## START

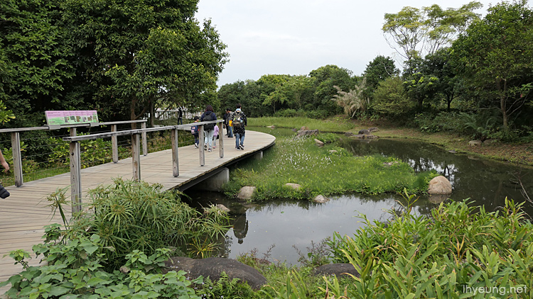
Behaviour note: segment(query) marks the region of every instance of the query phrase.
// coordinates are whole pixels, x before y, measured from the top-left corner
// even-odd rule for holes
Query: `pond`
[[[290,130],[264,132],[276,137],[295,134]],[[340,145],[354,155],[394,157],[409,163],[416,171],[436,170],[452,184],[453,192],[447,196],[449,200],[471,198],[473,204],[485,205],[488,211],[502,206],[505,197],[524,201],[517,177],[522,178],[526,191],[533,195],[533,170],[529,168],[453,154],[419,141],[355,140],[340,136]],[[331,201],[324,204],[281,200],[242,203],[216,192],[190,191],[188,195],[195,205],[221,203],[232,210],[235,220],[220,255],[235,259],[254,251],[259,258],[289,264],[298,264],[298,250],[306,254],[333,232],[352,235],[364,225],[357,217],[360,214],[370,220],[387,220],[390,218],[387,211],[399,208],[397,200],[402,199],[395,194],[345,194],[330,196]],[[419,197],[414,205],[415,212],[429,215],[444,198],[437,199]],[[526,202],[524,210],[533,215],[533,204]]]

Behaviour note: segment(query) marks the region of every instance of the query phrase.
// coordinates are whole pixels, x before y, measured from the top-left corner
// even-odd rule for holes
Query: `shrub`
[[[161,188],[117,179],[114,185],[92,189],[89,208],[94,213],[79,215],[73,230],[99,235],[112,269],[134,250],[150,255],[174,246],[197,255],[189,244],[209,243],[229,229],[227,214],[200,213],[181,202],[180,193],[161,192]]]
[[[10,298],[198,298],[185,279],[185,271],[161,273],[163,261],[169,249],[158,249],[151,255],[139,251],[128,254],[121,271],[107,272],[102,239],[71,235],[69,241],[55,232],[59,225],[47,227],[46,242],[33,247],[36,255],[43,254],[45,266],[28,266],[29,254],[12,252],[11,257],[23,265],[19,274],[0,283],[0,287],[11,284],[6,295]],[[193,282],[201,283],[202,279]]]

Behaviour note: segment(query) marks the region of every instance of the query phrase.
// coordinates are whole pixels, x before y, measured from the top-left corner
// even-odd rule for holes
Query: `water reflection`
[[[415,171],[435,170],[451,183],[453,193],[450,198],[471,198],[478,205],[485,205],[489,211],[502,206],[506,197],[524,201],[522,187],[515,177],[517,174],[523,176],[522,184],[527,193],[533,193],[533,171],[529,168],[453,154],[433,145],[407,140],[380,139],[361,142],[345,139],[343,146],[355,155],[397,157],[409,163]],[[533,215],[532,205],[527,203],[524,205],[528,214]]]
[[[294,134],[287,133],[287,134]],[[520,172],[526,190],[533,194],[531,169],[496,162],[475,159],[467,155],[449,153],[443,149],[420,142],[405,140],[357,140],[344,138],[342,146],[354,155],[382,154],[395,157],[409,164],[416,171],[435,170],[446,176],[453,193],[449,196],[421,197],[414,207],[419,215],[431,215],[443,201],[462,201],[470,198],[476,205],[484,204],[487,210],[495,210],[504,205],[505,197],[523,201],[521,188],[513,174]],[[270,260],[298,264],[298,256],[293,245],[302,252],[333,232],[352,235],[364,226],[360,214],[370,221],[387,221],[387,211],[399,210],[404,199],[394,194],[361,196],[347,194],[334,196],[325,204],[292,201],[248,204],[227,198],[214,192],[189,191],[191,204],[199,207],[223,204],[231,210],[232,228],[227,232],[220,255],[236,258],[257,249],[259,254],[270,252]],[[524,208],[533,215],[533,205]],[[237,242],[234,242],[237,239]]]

## END
## START

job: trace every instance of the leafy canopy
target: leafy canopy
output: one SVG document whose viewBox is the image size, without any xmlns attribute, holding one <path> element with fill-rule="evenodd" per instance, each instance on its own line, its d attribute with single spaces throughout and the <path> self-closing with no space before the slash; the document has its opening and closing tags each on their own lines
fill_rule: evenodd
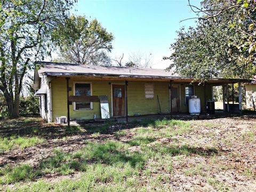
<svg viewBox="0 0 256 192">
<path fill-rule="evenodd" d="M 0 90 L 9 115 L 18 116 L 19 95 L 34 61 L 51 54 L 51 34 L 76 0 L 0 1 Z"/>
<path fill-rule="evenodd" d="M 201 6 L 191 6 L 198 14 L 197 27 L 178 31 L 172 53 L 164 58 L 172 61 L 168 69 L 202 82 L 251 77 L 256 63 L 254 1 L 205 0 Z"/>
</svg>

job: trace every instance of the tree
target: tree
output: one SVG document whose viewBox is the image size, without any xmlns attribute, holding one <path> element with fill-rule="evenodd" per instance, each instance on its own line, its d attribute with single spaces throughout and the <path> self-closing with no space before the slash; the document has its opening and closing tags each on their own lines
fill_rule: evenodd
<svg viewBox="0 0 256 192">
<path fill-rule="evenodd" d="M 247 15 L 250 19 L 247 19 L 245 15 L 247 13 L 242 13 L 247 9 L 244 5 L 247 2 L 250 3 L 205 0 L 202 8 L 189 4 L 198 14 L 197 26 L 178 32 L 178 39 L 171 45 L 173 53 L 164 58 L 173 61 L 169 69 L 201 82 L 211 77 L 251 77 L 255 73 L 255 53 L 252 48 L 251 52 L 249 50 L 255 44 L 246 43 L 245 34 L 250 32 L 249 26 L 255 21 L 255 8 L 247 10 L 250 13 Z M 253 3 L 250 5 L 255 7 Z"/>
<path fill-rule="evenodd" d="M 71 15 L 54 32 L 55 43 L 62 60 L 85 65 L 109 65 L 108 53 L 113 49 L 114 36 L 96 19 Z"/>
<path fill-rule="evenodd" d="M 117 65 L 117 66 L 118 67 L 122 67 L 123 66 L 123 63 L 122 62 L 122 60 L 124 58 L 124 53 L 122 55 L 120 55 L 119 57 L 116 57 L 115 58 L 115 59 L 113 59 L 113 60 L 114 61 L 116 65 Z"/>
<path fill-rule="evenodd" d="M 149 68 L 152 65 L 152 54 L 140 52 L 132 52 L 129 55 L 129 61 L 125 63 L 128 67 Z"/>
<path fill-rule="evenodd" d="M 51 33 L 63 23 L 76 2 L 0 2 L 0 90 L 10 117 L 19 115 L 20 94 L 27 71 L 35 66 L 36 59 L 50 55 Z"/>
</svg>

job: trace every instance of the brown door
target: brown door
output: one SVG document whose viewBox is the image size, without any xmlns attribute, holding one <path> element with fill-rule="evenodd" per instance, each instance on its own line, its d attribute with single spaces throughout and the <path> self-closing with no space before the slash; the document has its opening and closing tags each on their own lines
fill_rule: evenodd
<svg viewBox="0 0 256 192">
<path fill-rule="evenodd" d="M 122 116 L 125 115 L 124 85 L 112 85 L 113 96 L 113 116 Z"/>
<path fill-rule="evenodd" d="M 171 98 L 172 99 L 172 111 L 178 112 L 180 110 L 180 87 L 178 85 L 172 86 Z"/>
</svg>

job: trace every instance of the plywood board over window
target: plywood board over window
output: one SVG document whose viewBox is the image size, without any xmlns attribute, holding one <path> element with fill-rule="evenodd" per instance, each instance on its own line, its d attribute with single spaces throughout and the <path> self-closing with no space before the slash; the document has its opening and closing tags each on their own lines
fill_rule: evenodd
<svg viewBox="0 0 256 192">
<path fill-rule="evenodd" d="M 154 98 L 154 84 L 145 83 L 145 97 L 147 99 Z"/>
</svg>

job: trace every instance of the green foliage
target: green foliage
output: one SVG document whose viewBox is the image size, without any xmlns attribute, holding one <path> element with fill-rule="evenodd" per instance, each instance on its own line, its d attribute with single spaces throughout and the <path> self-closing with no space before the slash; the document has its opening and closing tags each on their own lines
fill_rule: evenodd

## END

Identify every line of the records that contains the string "window", treating case as significant, and copy each such line.

## Solution
job: trace every instance of the plywood board over window
target: plywood board over window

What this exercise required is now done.